_Exercise set_.
1. In the essay on cousins lunch, how long ago did cousins lunch first happen?
2. Drawing on the essay on cousins lunch, explain why the writer can't discuss childhood memories with friends the way it happens at cousins lunch.
3. List every topic that the essay on cousins lunch says the cousins talk about at their lunches.

_Given text_.
──────────────────────────────
“You can choose your friends, but you sho’ can’t choose your family.” So wrote Harper Lee in To Kill a Mockingbird. It isn’t a new thought. Variations of it have appeared before and after, but the sentiment is spot on.
Blood connections are a physical reality. Unfortunately, many of us are stuck with relatives we don’t much care for. Arguments, bitterness, estrangement – I’ve heard so many stories of these things I often wonder whether the “dysfunctional family” is more the norm than not.
For my family, it was more about simply going our own way for great periods of time – avoiding confrontation, so to speak.
Then, a bit back, something happened. My generation of family members realized that in spite of our differences, we share a whole lot. We share genes. We share memories (albeit often different ones of the same event). We share daily habits.
Take crossword puzzles. My sisters and I – three very different women with different and disparate lives — discovered only when we were approaching fifty that we all do crossword puzzles, daily, in ink, just as our father used to do.
Cousins lunch first occurred twenty years ago, starting when one cousin and I began meeting for lunch once every month or two. After a while, another cousin joined us. Then another. Sometimes now, there are five of us, sometimes only four or three. But we meet monthly and I look forward to it.
Having realized that our outlooks on life are similar, we talk about politics, books, and health. But we also get into discussions of what we remember of our childhood. This, to me, is the best. I can’t do this quite the same way with friends. No matter how close a friend is, there are no memories of sharing a bedroom, suffering from a parent’s OCD, or dealing with childhood chubbiness. Some of the discussions we’ve had at cousins lunch have shed new light on where I came from and how those early life experiences have affected who I am now.
Cousins are different from friends. In some ways, I’m closer to my cousins, in other ways closer to my friends. Put the two together, and my life is definitely richer.
──────────────────────────────
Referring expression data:
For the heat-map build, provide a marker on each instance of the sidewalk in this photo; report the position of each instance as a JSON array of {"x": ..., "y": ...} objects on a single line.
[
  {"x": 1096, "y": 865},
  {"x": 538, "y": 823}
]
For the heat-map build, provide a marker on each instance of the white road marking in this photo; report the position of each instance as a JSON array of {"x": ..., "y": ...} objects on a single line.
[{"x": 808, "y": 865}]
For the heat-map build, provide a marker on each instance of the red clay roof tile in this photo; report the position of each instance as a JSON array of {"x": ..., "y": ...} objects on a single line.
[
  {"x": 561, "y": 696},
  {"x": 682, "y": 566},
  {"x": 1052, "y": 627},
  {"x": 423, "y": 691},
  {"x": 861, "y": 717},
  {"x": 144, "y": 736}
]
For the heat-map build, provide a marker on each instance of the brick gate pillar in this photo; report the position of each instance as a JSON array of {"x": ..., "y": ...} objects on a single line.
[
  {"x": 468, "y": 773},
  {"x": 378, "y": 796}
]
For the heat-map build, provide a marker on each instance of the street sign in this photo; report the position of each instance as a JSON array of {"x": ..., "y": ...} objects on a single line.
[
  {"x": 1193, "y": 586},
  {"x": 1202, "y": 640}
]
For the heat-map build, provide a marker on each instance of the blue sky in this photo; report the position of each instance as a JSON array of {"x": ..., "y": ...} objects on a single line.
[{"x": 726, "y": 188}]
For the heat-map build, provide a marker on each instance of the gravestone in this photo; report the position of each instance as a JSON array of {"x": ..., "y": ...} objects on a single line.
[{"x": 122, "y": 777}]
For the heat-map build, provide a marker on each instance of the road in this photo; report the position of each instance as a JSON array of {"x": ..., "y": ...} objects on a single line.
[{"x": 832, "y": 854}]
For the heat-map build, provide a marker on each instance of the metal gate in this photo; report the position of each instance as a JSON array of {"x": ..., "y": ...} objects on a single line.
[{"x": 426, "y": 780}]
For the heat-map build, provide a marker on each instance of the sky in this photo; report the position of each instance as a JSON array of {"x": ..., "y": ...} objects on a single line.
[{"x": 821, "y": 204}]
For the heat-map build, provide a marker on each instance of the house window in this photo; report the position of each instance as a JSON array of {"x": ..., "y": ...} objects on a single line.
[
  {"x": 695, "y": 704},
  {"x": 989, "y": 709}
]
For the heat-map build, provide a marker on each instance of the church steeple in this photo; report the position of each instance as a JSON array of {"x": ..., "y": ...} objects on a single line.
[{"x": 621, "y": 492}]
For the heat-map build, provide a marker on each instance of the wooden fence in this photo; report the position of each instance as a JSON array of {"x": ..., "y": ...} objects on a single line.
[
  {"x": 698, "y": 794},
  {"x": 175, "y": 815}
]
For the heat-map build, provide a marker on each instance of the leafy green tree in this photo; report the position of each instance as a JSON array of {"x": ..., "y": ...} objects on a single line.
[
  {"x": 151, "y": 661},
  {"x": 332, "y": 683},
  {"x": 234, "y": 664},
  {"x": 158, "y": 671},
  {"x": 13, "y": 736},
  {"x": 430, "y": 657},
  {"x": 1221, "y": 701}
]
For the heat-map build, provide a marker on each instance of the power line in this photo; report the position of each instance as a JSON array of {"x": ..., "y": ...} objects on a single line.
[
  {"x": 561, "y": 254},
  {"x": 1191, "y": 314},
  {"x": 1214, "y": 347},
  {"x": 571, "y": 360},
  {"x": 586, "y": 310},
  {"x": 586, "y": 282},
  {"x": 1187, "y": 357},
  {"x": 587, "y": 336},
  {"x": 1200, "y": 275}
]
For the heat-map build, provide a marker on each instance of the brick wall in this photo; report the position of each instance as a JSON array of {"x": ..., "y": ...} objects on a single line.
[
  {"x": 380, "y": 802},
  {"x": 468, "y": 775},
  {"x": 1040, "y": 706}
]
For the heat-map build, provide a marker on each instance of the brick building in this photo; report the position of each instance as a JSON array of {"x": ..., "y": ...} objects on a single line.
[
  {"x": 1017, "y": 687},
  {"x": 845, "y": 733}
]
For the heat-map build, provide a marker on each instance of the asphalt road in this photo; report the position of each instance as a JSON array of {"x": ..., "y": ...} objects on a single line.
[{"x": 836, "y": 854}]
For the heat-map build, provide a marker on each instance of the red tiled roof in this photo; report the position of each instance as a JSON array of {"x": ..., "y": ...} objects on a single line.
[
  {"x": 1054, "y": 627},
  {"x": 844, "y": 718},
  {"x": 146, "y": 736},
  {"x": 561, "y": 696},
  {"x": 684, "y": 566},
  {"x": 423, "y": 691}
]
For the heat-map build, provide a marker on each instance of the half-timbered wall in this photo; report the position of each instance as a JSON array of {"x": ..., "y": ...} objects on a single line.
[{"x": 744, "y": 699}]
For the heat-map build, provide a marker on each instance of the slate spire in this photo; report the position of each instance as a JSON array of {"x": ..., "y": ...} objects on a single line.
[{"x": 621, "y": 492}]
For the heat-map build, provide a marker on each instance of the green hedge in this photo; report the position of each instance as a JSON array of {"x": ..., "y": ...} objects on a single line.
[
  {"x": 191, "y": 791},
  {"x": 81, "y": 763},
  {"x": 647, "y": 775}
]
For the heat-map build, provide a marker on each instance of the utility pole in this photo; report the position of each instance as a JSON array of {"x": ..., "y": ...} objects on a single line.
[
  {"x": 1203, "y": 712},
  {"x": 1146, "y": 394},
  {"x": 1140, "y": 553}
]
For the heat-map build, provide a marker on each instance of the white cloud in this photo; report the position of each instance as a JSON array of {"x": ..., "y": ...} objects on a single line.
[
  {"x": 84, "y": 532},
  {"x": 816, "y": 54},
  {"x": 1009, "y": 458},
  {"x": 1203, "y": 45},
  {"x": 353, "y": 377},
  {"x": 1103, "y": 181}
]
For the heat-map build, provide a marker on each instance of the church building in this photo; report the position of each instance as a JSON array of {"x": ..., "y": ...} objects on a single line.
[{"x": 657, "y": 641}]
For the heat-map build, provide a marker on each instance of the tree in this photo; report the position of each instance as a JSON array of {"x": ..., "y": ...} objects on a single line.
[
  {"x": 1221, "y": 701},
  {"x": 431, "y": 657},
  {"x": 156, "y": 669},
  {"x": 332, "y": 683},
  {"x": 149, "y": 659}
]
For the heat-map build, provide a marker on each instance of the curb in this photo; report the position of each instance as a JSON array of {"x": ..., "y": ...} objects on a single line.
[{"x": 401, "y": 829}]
──────────────────────────────
_Solutions to each task_.
1. Cousins lunch first happened twenty years ago.

2. However close a friend is, a friend has no shared memories of things like sharing a bedroom, suffering from a parent's OCD, or dealing with childhood chubbiness. The cousins do share such memories, and talking about them has shed new light on where the writer came from.

3.
- Politics
- Books
- Health
- What they remember of their childhood